EXERCISE DETAILS
Lines before the one containing "If you could indicate the colorful" are excluded. Repeat that line and every line after it, exactly.

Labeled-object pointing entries
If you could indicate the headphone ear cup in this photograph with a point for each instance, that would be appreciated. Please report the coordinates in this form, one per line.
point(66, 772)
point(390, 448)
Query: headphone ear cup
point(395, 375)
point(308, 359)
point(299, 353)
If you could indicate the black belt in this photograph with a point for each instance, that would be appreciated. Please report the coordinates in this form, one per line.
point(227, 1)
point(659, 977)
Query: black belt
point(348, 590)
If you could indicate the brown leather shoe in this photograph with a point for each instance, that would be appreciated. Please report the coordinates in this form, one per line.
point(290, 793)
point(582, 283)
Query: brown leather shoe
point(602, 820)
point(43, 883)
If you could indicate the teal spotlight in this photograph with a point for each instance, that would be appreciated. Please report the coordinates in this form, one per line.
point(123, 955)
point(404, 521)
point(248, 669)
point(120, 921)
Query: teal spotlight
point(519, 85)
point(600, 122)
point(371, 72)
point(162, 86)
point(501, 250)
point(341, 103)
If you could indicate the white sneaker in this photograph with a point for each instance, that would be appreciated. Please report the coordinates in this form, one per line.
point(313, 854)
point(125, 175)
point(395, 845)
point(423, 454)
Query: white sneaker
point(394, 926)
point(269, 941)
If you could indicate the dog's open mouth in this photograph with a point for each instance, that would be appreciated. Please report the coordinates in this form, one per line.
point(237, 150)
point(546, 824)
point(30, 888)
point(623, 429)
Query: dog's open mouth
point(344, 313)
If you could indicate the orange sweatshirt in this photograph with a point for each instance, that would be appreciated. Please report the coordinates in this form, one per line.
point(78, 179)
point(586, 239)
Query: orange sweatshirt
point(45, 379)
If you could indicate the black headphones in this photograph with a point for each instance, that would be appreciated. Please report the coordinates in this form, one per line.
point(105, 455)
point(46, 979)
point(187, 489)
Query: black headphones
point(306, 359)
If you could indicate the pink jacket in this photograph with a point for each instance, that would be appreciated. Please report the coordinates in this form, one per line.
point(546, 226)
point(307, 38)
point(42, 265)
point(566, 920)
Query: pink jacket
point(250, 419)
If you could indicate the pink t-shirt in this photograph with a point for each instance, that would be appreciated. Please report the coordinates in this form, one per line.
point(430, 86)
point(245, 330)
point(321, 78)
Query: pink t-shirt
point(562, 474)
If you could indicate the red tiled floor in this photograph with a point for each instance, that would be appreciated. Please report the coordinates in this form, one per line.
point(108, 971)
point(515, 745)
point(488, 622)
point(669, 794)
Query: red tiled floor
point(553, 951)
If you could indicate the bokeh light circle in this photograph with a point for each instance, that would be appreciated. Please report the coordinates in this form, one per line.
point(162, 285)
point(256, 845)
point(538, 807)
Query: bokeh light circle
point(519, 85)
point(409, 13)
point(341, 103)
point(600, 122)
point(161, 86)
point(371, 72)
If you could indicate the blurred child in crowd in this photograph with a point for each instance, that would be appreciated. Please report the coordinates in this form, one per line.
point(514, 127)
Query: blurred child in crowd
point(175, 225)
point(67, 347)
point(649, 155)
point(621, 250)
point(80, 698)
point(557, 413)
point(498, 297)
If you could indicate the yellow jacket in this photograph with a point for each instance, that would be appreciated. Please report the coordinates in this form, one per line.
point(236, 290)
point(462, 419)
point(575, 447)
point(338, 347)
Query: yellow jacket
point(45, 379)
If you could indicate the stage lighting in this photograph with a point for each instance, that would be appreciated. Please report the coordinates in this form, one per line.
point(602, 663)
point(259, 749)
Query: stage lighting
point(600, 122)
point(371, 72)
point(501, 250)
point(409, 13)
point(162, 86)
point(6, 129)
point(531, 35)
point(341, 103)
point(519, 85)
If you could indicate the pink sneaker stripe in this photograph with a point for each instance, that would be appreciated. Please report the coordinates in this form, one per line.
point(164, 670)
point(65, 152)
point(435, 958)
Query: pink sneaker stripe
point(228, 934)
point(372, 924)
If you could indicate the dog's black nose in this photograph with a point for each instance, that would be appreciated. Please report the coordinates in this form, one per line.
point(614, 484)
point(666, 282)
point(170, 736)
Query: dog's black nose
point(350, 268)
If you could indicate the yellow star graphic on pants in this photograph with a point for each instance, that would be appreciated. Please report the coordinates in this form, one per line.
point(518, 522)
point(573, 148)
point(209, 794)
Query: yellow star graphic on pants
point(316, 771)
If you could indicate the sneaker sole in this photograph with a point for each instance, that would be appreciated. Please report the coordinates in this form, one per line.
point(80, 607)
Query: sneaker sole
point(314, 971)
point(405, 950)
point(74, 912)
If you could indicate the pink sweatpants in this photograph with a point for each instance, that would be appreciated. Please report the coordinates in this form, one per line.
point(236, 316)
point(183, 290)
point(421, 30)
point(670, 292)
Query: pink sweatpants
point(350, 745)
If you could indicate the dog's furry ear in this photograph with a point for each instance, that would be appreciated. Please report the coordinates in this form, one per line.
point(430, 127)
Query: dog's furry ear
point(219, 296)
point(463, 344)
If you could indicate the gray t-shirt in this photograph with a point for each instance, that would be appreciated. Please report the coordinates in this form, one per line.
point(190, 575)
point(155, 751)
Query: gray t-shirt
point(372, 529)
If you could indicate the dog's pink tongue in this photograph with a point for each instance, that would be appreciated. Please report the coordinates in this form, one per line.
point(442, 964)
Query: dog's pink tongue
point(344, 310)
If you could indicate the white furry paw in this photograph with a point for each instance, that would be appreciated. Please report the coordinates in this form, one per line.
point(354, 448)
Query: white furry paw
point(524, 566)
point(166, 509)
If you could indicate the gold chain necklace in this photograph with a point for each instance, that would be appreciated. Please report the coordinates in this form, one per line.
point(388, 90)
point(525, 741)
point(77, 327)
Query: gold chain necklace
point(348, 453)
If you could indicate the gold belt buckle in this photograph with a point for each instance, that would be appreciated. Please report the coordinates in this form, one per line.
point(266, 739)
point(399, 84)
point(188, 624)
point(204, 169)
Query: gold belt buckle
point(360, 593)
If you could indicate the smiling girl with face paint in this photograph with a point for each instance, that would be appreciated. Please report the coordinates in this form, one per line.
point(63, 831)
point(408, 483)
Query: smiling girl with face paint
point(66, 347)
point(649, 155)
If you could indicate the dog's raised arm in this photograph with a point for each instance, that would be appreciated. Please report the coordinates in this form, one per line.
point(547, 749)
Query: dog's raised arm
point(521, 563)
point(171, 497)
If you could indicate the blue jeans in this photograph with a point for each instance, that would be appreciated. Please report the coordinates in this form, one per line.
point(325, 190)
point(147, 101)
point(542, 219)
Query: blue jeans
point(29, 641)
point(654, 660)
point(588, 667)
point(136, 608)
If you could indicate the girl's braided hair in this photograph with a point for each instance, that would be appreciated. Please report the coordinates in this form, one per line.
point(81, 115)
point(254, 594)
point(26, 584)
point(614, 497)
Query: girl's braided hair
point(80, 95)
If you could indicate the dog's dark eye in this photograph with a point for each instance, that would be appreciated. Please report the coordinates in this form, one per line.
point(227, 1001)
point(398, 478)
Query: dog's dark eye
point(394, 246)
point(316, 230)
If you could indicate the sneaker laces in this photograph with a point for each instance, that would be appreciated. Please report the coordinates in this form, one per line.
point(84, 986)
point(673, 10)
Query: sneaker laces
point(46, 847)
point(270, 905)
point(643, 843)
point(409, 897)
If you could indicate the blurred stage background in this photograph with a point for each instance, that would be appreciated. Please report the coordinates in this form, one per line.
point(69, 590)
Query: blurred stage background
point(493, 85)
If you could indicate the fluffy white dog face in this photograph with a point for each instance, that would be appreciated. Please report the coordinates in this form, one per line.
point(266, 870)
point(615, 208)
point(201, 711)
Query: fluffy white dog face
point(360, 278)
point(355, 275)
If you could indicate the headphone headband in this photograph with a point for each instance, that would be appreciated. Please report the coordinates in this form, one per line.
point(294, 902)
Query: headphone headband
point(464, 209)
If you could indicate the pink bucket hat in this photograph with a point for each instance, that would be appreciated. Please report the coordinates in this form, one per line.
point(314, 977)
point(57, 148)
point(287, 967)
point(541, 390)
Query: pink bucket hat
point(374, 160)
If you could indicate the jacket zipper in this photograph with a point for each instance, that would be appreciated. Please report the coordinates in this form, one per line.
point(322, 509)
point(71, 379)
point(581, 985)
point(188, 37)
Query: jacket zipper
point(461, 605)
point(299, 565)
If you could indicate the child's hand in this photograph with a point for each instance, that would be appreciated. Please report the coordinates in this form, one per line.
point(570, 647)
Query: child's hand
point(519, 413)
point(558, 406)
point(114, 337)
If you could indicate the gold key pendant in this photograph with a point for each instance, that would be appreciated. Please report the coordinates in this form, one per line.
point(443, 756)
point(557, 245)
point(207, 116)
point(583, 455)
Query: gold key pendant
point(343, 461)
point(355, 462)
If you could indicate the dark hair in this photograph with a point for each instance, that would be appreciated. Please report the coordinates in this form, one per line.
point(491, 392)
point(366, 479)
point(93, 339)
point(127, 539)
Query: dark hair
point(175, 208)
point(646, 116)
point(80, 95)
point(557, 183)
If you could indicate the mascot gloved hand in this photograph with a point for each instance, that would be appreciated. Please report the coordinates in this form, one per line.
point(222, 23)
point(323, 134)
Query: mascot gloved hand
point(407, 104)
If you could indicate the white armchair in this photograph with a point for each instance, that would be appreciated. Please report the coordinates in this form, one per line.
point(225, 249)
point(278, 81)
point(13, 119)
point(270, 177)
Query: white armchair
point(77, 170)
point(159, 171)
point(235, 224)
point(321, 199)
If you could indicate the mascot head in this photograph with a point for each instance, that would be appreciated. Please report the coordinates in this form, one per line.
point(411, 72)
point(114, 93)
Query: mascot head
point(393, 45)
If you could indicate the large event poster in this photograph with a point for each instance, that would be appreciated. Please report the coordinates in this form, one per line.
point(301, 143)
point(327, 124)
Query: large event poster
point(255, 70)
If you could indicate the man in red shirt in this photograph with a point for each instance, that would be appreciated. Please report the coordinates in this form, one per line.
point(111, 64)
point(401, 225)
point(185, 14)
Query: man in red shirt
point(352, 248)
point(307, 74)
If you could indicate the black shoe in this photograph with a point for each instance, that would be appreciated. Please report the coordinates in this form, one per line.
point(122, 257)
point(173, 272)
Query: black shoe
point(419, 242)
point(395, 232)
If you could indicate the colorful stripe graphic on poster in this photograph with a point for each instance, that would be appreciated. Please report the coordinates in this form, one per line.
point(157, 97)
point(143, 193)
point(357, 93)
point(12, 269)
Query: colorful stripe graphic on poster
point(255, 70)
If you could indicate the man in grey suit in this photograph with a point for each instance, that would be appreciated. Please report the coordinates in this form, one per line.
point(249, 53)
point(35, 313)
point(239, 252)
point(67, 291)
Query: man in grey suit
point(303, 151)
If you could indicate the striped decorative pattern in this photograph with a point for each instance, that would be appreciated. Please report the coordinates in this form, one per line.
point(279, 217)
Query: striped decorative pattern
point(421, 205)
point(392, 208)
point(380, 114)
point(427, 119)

SOLUTION FOR THIS TASK
If you could indicate the colorful stripe graphic on poster in this photograph with a point for each instance, that would be appreciated. Please report the coordinates in this form, one per line.
point(157, 97)
point(143, 193)
point(357, 93)
point(12, 269)
Query: colorful stripe graphic on poster
point(255, 70)
If you could indicate the man in grey suit in this photograph with a point for each instance, that would be appreciated. Please report the coordinates in this form, one per line.
point(249, 53)
point(35, 313)
point(239, 252)
point(67, 291)
Query: man in grey suit
point(303, 151)
If you could indicate the striped decorative pattern in this photograph with a point for each instance, that would be appreciated. Please report the coordinates in this form, one per line.
point(279, 217)
Query: striped decorative pattern
point(421, 205)
point(392, 208)
point(380, 114)
point(427, 119)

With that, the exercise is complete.